#### EXCERPT TO READ:

Google api leak top seo recommendations

Google Search API Leak: Top 5 Key Findings for Marketers (2024) .

04 June 2024 min Digital Media

Google may have accidentally leaked SEO secrets, and experts Rand Fishkin & Mike King have revealed key findings. We share the top 5 takeaways for marketers to maximise their website's ranking and SEO performance.

Last week, two prominent voices in the SEO industry - Rand Fishkin of SparkToro/Moz and Mike King of iPullRank began covering a large leak of API documentation called GoogleApiContentWarehouseV1. This was believed to be mistakenly uploaded to GitHub by Google, where it was obtained by a non-Googler and shared with Rand. Google has since confirmed this leak to be authentic but notes the data is incomplete and some of it is outdated, as it is a small part of the overall system.

Google API Content Warehouse
Screenshot from Google Search API leak

It’s believed Google mistakenly uploaded this to GitHub, where it was obtained by a non-Googler and shared with Rand. Google has since confirmed this leak to be authentic but notes that the data is incomplete and some is outdated, as it is a small part of the overall system.

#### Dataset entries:
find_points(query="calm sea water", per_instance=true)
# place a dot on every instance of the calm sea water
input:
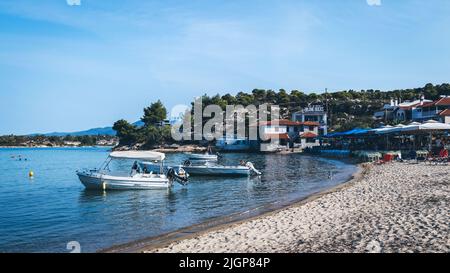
(45, 213)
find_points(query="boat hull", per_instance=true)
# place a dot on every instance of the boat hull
(212, 171)
(203, 157)
(92, 182)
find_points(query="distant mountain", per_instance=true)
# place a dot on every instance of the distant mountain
(105, 131)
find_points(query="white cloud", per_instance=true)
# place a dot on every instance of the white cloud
(374, 2)
(73, 2)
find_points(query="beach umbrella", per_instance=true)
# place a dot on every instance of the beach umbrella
(397, 128)
(430, 126)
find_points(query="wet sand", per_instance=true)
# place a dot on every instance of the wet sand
(397, 207)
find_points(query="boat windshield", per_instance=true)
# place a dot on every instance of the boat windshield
(125, 167)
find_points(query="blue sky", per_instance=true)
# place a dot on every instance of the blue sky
(71, 67)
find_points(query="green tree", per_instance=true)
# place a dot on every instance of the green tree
(155, 113)
(127, 133)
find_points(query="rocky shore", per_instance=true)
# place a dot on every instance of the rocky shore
(396, 207)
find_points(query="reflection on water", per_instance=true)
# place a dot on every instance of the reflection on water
(45, 213)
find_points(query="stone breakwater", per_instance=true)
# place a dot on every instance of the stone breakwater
(397, 207)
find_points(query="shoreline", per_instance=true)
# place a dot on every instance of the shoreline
(224, 222)
(390, 208)
(44, 147)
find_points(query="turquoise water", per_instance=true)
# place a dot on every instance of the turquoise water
(45, 213)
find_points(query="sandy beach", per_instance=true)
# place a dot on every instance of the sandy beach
(396, 207)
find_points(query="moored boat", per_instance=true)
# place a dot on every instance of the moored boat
(137, 179)
(209, 169)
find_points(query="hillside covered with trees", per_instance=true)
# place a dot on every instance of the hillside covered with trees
(347, 109)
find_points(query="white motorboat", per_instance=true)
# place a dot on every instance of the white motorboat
(204, 157)
(209, 169)
(208, 156)
(137, 179)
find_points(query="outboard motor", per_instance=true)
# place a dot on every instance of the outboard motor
(252, 168)
(181, 176)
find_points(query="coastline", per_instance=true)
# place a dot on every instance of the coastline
(154, 242)
(396, 207)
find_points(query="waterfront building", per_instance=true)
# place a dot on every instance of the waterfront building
(290, 134)
(313, 113)
(419, 110)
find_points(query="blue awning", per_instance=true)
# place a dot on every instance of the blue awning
(354, 132)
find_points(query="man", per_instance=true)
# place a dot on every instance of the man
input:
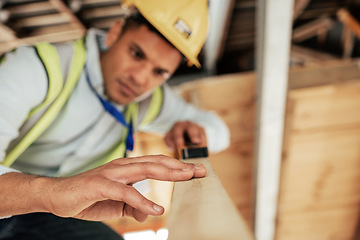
(65, 169)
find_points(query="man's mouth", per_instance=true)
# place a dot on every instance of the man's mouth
(127, 90)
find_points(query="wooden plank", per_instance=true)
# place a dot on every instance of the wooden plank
(347, 42)
(312, 29)
(319, 192)
(51, 37)
(201, 209)
(102, 12)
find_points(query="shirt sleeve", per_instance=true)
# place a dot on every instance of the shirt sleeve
(176, 109)
(23, 86)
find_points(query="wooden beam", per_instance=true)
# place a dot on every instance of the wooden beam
(304, 56)
(100, 2)
(274, 19)
(65, 11)
(312, 29)
(6, 34)
(299, 7)
(202, 210)
(30, 8)
(347, 42)
(220, 15)
(103, 12)
(38, 21)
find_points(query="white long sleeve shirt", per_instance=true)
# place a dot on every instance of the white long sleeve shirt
(83, 131)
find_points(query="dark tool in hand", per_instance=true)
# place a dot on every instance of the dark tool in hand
(193, 150)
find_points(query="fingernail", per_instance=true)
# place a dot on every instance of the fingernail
(199, 166)
(157, 208)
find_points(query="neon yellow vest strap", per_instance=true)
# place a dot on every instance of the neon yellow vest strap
(131, 111)
(49, 56)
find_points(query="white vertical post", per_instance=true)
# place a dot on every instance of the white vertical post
(274, 23)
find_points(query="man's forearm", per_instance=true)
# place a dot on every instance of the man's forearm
(20, 194)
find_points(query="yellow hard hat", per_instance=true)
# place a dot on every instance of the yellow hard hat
(183, 22)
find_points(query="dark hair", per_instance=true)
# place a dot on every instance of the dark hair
(135, 20)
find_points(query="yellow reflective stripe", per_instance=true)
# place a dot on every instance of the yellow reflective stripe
(77, 63)
(155, 106)
(2, 58)
(50, 58)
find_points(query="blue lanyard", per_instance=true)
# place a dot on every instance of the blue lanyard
(115, 113)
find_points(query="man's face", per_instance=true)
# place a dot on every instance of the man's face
(136, 63)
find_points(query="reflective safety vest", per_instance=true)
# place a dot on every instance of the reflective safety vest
(58, 94)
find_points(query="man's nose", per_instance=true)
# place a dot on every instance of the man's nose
(141, 74)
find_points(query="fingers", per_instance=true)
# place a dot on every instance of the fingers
(130, 196)
(138, 171)
(175, 137)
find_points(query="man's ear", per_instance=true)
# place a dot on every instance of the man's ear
(113, 33)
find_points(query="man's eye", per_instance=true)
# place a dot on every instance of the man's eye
(136, 54)
(162, 74)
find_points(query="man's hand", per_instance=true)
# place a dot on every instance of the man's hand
(101, 193)
(175, 137)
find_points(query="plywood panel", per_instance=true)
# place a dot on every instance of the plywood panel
(319, 194)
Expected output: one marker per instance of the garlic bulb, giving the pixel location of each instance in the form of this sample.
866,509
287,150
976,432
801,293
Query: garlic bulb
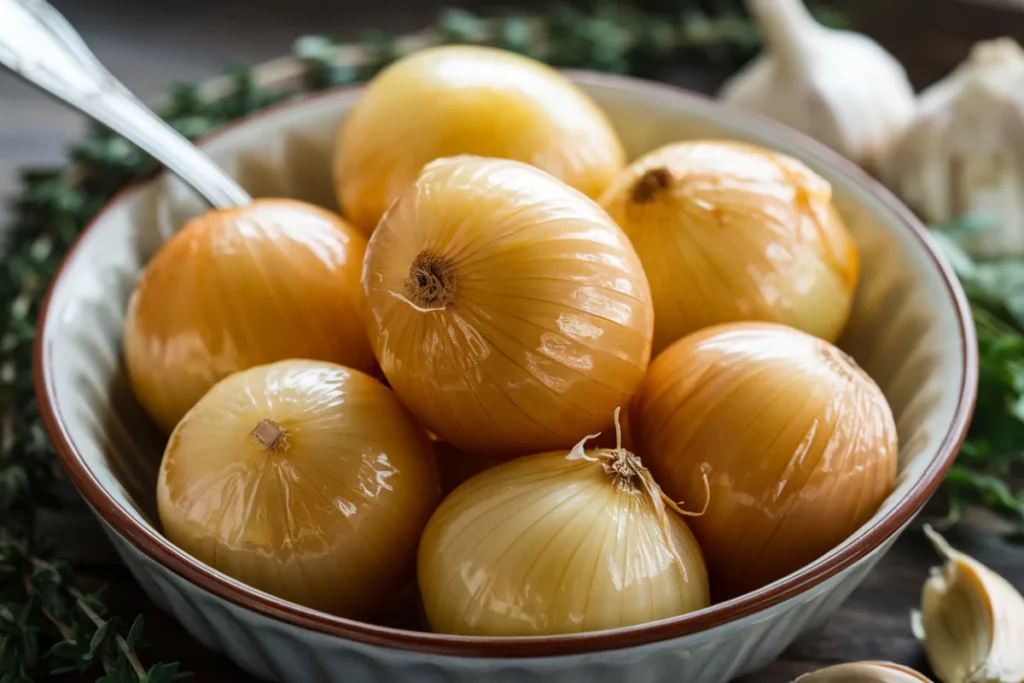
556,543
839,87
972,621
864,672
964,152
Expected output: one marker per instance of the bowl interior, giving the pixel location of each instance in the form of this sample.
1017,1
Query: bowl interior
904,330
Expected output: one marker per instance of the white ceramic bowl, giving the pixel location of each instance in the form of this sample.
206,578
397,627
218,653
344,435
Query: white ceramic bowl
910,330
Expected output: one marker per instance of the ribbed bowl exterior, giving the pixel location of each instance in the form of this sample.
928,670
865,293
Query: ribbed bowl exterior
906,331
272,650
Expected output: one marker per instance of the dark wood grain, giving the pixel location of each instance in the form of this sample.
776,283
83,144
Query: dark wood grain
148,44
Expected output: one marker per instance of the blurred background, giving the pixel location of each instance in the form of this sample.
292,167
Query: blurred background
150,43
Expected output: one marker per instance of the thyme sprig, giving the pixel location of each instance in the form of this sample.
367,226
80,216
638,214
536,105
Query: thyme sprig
48,625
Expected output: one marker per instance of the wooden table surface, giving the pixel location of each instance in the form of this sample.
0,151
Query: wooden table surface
148,44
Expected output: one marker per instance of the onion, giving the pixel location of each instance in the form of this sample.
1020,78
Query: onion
798,442
456,465
556,543
304,479
240,288
465,99
729,231
507,310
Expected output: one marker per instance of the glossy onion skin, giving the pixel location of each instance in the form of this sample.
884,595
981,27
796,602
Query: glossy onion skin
738,232
549,324
798,442
329,519
463,99
545,545
239,288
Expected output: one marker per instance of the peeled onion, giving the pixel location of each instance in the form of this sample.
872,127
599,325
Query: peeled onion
456,465
798,442
507,310
304,479
557,543
466,99
730,231
239,288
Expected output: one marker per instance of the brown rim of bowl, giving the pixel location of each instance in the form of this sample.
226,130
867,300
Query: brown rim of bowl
154,545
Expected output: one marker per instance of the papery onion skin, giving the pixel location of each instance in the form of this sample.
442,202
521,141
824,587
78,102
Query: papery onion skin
460,99
532,317
798,442
546,545
731,231
243,287
331,514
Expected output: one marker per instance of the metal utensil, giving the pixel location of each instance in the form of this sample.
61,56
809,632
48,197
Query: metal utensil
39,44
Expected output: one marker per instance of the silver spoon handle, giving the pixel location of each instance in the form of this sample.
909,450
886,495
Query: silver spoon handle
39,44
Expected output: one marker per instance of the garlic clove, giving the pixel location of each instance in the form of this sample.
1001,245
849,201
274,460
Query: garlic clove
864,672
964,151
972,621
837,86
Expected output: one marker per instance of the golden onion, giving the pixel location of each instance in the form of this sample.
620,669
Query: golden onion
304,479
556,543
730,231
239,288
453,100
456,465
798,442
507,310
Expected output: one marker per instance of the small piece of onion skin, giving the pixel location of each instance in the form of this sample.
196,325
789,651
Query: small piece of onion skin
239,288
506,309
729,231
304,479
466,99
798,442
557,543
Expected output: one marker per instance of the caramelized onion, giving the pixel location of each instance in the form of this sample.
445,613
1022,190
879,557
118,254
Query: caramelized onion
560,542
730,231
507,310
462,99
798,442
239,288
304,479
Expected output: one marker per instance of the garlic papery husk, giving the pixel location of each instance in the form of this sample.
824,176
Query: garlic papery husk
838,86
972,621
964,152
864,672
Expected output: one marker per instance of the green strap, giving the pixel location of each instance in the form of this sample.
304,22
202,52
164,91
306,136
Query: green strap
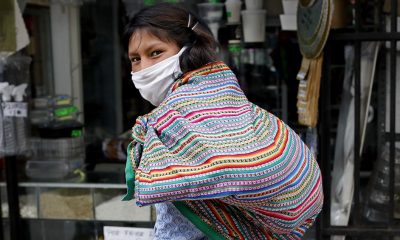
129,176
197,221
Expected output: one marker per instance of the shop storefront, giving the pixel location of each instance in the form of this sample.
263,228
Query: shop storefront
327,68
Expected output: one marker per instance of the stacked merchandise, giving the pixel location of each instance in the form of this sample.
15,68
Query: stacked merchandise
254,21
211,12
58,148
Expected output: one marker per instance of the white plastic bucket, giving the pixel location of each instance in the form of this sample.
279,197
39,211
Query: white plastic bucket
254,25
254,4
233,8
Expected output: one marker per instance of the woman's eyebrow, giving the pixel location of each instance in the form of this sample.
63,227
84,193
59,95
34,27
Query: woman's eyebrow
146,48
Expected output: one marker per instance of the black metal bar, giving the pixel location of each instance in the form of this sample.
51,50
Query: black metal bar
388,137
357,106
12,195
363,231
364,36
324,133
393,56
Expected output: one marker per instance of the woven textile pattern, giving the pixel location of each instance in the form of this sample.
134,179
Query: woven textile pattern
239,168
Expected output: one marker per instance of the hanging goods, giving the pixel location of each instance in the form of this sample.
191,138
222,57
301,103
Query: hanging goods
313,24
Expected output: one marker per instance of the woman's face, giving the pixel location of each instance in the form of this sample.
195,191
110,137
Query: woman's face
146,50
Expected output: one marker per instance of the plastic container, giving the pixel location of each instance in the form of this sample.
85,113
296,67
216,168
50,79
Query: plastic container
254,25
47,169
211,12
254,4
289,7
233,8
61,148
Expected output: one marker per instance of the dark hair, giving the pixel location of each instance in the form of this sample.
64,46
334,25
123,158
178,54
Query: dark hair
170,22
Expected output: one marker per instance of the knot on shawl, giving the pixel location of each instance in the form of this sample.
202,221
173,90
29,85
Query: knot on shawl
139,130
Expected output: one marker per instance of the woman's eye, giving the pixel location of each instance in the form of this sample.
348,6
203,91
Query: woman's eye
134,59
155,53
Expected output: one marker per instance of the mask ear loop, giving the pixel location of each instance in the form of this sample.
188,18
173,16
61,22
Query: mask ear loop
190,20
195,26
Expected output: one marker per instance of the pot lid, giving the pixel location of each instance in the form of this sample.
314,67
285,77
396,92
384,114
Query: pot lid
313,25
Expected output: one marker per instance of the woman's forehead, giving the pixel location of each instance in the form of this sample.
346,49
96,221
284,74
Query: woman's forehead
143,38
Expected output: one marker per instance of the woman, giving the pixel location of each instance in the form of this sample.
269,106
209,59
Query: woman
215,165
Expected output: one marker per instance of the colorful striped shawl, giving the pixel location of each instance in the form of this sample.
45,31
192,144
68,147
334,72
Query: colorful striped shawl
233,169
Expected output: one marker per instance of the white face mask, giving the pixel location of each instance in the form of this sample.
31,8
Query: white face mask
154,82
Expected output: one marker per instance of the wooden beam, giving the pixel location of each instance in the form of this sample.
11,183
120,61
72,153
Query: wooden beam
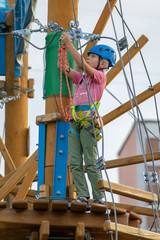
44,230
132,52
17,176
6,156
27,181
127,191
34,236
34,218
137,209
6,178
46,118
102,21
127,106
121,162
131,233
80,231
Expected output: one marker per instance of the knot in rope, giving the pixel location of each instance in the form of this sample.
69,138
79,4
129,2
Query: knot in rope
63,62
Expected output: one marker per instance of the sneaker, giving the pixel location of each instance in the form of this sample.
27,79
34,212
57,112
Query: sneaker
82,199
99,201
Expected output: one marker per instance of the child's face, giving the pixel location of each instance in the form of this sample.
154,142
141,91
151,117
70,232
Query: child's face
93,60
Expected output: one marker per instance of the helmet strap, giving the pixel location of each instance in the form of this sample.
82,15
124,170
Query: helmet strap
99,64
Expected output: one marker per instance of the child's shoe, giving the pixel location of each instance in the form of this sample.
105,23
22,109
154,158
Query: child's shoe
99,201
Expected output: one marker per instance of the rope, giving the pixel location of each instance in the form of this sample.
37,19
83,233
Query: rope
63,61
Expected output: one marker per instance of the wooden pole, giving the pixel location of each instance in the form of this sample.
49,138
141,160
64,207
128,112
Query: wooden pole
62,13
16,112
127,105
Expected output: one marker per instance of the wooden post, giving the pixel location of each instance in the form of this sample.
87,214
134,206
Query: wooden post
62,13
16,113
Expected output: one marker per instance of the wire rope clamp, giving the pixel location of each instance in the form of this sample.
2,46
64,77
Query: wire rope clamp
99,163
150,177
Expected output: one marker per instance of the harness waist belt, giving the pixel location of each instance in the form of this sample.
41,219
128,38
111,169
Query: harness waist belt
84,108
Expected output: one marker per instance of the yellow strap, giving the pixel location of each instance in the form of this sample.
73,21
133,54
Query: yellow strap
80,113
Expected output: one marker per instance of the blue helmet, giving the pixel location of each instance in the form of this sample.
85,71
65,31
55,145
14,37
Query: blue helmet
105,52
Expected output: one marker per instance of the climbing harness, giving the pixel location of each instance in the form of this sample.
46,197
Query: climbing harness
78,115
63,61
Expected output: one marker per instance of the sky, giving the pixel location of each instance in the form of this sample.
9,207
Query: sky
142,17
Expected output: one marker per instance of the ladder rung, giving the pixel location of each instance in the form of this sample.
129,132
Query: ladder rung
128,191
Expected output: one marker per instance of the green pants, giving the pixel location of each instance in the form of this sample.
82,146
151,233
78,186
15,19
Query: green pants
82,145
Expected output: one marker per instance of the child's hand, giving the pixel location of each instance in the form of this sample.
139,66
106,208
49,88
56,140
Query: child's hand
65,39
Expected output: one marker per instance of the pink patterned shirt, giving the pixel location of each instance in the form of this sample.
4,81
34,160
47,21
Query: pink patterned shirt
96,87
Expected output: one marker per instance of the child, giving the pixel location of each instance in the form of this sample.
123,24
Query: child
81,140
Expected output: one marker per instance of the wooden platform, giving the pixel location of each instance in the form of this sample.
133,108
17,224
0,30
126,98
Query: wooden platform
19,223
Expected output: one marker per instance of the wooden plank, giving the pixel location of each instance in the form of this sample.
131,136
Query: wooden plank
80,231
130,160
41,204
6,156
28,218
44,230
46,118
34,236
60,206
78,206
17,176
43,190
5,178
127,106
131,232
20,204
102,21
31,193
137,209
132,52
98,208
27,181
127,191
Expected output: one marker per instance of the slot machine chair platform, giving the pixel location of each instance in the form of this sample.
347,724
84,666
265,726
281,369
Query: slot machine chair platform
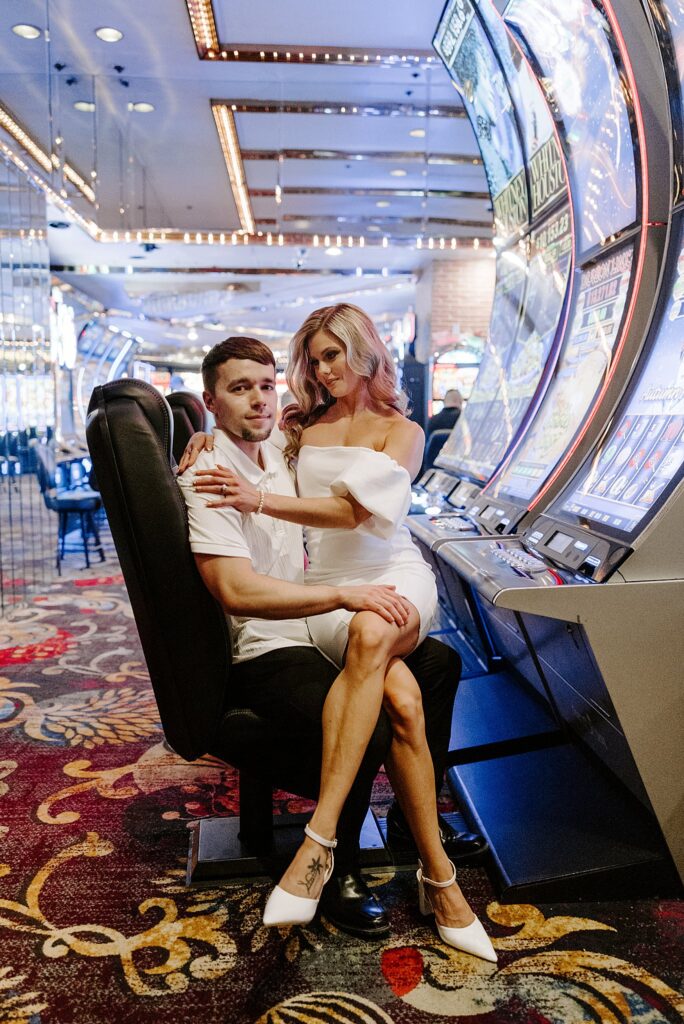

#### EXERCISE DIRECTIONS:
Rewrite the Google API leak article from "Google may have" down to "and SEO performance.", putting "lessons" in place of "takeaways".

#### PROBLEM SOLUTION:
Google may have accidentally leaked SEO secrets, and experts Rand Fishkin & Mike King have revealed key findings. We share the top 5 lessons for marketers to maximise their website's ranking and SEO performance.